Instructions for the task
Copy the full set of lines exactly as given.

Supplied data
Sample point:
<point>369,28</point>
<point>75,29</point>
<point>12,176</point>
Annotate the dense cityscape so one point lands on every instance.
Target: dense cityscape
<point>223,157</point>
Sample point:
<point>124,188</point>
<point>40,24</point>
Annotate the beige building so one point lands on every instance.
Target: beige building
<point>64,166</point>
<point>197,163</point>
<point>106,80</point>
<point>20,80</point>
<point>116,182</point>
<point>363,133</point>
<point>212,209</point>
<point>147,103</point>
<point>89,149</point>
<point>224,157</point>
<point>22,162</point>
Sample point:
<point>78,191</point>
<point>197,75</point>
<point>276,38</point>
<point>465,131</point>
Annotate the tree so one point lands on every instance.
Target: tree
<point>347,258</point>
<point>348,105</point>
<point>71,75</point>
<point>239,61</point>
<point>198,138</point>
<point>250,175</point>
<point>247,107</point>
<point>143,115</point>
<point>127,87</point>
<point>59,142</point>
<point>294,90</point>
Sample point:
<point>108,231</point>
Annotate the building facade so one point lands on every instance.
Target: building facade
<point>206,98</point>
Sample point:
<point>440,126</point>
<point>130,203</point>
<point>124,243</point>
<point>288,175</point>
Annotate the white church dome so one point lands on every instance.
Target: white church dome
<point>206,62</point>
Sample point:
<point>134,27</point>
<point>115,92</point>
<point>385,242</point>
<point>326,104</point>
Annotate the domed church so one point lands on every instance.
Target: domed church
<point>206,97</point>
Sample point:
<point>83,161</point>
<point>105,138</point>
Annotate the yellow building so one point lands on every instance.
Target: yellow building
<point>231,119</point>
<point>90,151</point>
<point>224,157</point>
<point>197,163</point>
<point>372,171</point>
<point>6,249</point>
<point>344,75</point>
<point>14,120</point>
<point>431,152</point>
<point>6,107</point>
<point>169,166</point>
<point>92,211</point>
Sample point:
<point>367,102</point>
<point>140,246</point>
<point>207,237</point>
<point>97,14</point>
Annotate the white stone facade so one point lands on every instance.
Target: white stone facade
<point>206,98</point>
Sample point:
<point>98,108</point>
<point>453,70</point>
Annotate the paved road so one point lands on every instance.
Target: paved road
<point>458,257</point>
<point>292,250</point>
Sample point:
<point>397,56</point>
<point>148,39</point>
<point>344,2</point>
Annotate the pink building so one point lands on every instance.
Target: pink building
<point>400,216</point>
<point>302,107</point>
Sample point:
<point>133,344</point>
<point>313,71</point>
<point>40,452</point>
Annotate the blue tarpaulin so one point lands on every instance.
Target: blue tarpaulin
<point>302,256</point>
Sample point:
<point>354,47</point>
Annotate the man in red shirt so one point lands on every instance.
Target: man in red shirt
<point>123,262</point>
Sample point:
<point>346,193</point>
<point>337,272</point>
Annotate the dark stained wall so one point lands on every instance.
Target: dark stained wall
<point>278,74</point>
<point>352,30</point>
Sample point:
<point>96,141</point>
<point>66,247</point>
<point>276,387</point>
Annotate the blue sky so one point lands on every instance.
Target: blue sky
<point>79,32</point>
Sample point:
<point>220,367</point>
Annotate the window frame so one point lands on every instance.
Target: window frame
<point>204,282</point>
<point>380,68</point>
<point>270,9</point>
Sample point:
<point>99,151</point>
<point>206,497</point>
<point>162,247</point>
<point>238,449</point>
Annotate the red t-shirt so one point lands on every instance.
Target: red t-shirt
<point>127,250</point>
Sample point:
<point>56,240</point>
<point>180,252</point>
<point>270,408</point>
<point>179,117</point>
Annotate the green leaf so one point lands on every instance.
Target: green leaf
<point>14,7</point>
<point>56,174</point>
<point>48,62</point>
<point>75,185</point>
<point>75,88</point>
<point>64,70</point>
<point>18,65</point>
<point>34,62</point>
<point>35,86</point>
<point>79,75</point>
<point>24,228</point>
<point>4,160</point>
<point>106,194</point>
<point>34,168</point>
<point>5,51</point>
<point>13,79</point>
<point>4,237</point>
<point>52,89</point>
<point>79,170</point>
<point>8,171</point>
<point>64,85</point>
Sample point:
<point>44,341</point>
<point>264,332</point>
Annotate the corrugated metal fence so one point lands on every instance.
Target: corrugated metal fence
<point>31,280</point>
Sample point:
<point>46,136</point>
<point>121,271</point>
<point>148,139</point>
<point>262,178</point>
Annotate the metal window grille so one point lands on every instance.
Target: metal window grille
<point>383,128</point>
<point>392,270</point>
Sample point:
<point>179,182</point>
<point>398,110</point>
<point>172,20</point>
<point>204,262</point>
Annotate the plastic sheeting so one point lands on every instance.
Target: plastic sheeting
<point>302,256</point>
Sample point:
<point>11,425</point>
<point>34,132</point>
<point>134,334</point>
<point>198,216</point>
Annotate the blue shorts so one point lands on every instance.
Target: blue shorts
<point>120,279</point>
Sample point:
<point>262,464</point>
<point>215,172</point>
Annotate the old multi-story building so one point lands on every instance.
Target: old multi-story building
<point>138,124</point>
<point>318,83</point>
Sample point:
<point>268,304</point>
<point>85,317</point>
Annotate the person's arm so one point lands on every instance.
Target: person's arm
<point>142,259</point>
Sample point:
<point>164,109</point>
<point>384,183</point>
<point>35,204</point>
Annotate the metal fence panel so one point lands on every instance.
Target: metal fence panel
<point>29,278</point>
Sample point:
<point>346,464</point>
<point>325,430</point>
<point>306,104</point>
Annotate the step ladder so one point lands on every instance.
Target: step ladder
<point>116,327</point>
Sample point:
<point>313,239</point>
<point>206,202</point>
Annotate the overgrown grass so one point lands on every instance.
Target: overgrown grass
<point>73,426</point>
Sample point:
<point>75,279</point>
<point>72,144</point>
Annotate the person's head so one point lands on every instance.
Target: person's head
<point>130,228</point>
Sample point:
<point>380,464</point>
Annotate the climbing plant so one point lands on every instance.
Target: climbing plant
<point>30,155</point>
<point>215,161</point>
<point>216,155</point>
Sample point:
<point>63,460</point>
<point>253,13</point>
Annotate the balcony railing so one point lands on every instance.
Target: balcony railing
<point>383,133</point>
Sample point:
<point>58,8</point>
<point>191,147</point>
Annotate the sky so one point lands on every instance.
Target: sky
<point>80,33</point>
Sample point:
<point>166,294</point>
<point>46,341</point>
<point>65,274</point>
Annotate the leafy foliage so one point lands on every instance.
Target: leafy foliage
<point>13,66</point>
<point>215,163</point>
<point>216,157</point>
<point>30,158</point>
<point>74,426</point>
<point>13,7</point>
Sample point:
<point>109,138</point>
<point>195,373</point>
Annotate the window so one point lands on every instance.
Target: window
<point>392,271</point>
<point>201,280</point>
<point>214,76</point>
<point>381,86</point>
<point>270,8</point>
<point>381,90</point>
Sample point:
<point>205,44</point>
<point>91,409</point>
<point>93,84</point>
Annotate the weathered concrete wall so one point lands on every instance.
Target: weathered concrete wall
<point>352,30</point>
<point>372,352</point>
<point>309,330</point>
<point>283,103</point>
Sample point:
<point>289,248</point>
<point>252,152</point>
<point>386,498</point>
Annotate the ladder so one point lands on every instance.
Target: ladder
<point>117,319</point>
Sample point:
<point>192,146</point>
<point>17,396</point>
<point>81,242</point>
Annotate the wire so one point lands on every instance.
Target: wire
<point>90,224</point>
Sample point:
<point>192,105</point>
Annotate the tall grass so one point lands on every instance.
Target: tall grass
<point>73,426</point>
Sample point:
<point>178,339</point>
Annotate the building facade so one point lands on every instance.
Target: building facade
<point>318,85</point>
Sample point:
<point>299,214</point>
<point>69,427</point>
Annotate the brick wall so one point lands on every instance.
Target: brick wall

Answer for the task
Sample point:
<point>369,28</point>
<point>75,29</point>
<point>12,176</point>
Annotate the dense cityscape so one point lands on every instance.
Target: dense cityscape
<point>223,157</point>
Sample point:
<point>124,188</point>
<point>40,24</point>
Annotate the beige building so one point lands on every instance.
Target: beige building
<point>64,166</point>
<point>197,163</point>
<point>106,80</point>
<point>20,80</point>
<point>116,182</point>
<point>363,133</point>
<point>212,209</point>
<point>147,103</point>
<point>89,149</point>
<point>224,157</point>
<point>22,162</point>
Sample point:
<point>78,191</point>
<point>197,75</point>
<point>276,38</point>
<point>465,131</point>
Annotate the tree so one point lands on every instance.
Target: tree
<point>347,258</point>
<point>348,105</point>
<point>71,75</point>
<point>239,61</point>
<point>198,138</point>
<point>250,175</point>
<point>247,107</point>
<point>143,115</point>
<point>127,87</point>
<point>59,142</point>
<point>294,90</point>
Sample point:
<point>108,231</point>
Annotate the building facade so one point lands on every instance.
Target: building facade
<point>206,98</point>
Sample point:
<point>440,126</point>
<point>130,203</point>
<point>124,243</point>
<point>288,175</point>
Annotate the white church dome so one point lands on every instance.
Target: white church dome
<point>206,62</point>
Sample point:
<point>134,27</point>
<point>115,92</point>
<point>385,242</point>
<point>326,104</point>
Annotate the domed church so one point lands on every instance.
Target: domed church
<point>206,97</point>
Sample point:
<point>83,161</point>
<point>105,138</point>
Annotate the yellow building so one point lands on every instance.
Target: yellow building
<point>231,119</point>
<point>90,151</point>
<point>224,157</point>
<point>197,163</point>
<point>372,171</point>
<point>6,249</point>
<point>344,75</point>
<point>14,120</point>
<point>431,152</point>
<point>6,107</point>
<point>169,166</point>
<point>92,211</point>
Sample point:
<point>367,102</point>
<point>140,246</point>
<point>207,237</point>
<point>97,14</point>
Annotate the white stone facade so one point lands on every instance.
Target: white stone facade
<point>206,98</point>
Sample point:
<point>98,108</point>
<point>453,70</point>
Annotate the paved road so one point lands on every instance.
Target: paved road
<point>458,257</point>
<point>292,250</point>
Sample point:
<point>397,56</point>
<point>148,39</point>
<point>344,2</point>
Annotate the pink building so one point lands on every instance.
Target: pink building
<point>400,216</point>
<point>302,107</point>
Sample point:
<point>133,344</point>
<point>313,71</point>
<point>40,452</point>
Annotate the blue tarpaulin so one point lands on every instance.
Target: blue tarpaulin
<point>302,256</point>
Sample point:
<point>354,47</point>
Annotate the man in red shirt so one point lands on every instance.
Target: man in red shirt
<point>123,262</point>
Sample point:
<point>346,193</point>
<point>337,272</point>
Annotate the dark stained wall so one point lands on every instance.
Target: dark stained wall
<point>278,74</point>
<point>352,30</point>
Sample point:
<point>96,141</point>
<point>66,247</point>
<point>276,387</point>
Annotate the blue sky so one point lands on every instance.
Target: blue sky
<point>79,32</point>
Sample point:
<point>220,367</point>
Annotate the window frame so one point lands on every instance.
Target: window frame
<point>204,282</point>
<point>380,68</point>
<point>270,9</point>
Sample point:
<point>99,151</point>
<point>206,497</point>
<point>162,247</point>
<point>238,449</point>
Annotate the red t-shirt so one point lands on every instance.
Target: red t-shirt
<point>127,250</point>
Sample point:
<point>56,240</point>
<point>180,252</point>
<point>270,408</point>
<point>179,117</point>
Annotate the green leaf so one point lands on every instance.
Target: green leaf
<point>14,7</point>
<point>56,174</point>
<point>48,62</point>
<point>75,185</point>
<point>75,88</point>
<point>64,70</point>
<point>18,65</point>
<point>34,62</point>
<point>35,86</point>
<point>79,75</point>
<point>24,228</point>
<point>4,160</point>
<point>106,194</point>
<point>34,168</point>
<point>5,51</point>
<point>13,79</point>
<point>4,237</point>
<point>52,89</point>
<point>79,170</point>
<point>8,171</point>
<point>64,85</point>
Sample point:
<point>44,341</point>
<point>264,332</point>
Annotate the corrugated metal fence so one point lands on every instance.
Target: corrugated metal fence
<point>31,280</point>
Sample point:
<point>46,136</point>
<point>121,271</point>
<point>148,139</point>
<point>262,178</point>
Annotate the metal window grille so one point lands on every instance.
Target: metal window grille
<point>383,128</point>
<point>392,270</point>
Sample point:
<point>179,182</point>
<point>398,110</point>
<point>172,20</point>
<point>204,262</point>
Annotate the plastic sheeting so one point lands on every instance.
Target: plastic sheeting
<point>302,256</point>
Sample point:
<point>11,425</point>
<point>34,132</point>
<point>134,334</point>
<point>198,216</point>
Annotate the blue shorts so one point lands on every instance.
Target: blue shorts
<point>120,279</point>
Sample point:
<point>262,464</point>
<point>215,172</point>
Annotate the old multi-story building so one point lands on every instance.
Target: old multi-story building
<point>138,124</point>
<point>318,83</point>
Sample point:
<point>268,304</point>
<point>85,317</point>
Annotate the person's arm so one point lands on every instance.
Target: person's arm
<point>142,259</point>
Sample point:
<point>164,109</point>
<point>384,183</point>
<point>35,204</point>
Annotate the metal fence panel so one point lands on every instance.
Target: metal fence panel
<point>29,278</point>
Sample point:
<point>346,464</point>
<point>325,430</point>
<point>306,104</point>
Annotate the step ladder so one point lands on every instance.
Target: step ladder
<point>116,327</point>
Sample point:
<point>313,239</point>
<point>206,202</point>
Annotate the overgrown grass so one point lands on every instance.
Target: overgrown grass
<point>73,426</point>
Sample point:
<point>75,279</point>
<point>72,144</point>
Annotate the person's head so one point lands on every instance.
Target: person's head
<point>130,228</point>
Sample point:
<point>380,464</point>
Annotate the climbing plant so one point lands on every instance.
Target: climbing plant
<point>30,155</point>
<point>215,161</point>
<point>216,155</point>
Sample point:
<point>63,460</point>
<point>253,13</point>
Annotate the balcony railing so one point lands on every instance.
Target: balcony railing
<point>383,133</point>
Sample point:
<point>58,8</point>
<point>191,147</point>
Annotate the sky so one point lands on every instance.
Target: sky
<point>80,33</point>
Sample point:
<point>166,294</point>
<point>46,341</point>
<point>65,274</point>
Annotate the leafy foliage so one point lands on every instance.
Target: leafy foliage
<point>13,66</point>
<point>215,163</point>
<point>216,157</point>
<point>30,158</point>
<point>74,426</point>
<point>13,7</point>
Sample point:
<point>109,138</point>
<point>195,373</point>
Annotate the window so one point lands on every instance.
Target: window
<point>392,271</point>
<point>201,280</point>
<point>214,76</point>
<point>381,86</point>
<point>270,8</point>
<point>381,90</point>
Sample point:
<point>205,44</point>
<point>91,409</point>
<point>93,84</point>
Annotate the weathered concrete wall so one point lands on every instance.
Target: weathered concrete wall
<point>352,30</point>
<point>372,352</point>
<point>309,330</point>
<point>283,103</point>
Sample point:
<point>289,248</point>
<point>252,152</point>
<point>386,498</point>
Annotate the ladder so one point lands on every instance.
Target: ladder
<point>117,319</point>
Sample point:
<point>192,146</point>
<point>17,396</point>
<point>81,242</point>
Annotate the wire so one point lands on every instance.
Target: wire
<point>90,224</point>
Sample point:
<point>192,105</point>
Annotate the tall grass so one point lands on every instance.
Target: tall grass
<point>73,426</point>
Sample point:
<point>178,339</point>
Annotate the building facade so one point lands on every instance.
Target: building facade
<point>318,85</point>
Sample point:
<point>299,214</point>
<point>69,427</point>
Annotate the brick wall so one point lands on every instance.
Target: brick wall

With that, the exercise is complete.